What the exercise asks →
Find every line in the records below that contains the string "provided" and copy each of those lines. Case counts.

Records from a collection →
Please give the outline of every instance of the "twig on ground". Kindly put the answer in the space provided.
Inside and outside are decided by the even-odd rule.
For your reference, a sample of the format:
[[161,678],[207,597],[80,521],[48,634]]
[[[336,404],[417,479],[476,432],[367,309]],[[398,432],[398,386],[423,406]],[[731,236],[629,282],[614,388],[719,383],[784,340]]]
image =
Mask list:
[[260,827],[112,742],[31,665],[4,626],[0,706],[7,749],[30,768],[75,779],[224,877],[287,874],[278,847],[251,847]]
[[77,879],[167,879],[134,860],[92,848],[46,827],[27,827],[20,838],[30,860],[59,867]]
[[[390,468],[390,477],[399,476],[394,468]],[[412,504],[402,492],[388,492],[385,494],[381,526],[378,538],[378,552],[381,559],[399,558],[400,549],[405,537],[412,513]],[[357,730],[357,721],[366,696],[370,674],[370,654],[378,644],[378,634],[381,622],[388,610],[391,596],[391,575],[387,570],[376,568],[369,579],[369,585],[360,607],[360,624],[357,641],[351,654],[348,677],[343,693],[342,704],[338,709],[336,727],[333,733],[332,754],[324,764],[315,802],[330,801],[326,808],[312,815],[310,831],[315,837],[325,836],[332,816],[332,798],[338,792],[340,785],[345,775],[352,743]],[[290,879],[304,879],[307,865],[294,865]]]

--

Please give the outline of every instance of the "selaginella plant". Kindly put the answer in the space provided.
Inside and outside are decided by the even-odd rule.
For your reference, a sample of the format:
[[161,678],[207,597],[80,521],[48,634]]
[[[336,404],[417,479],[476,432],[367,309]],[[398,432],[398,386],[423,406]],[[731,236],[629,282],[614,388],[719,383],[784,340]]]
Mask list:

Solved problem →
Please give the outline of every instance of the "twig on ground". Kindly put the answer in the space provided.
Please give the outline of every instance of the "selaginella plant". Kindly put the answer in the space provided.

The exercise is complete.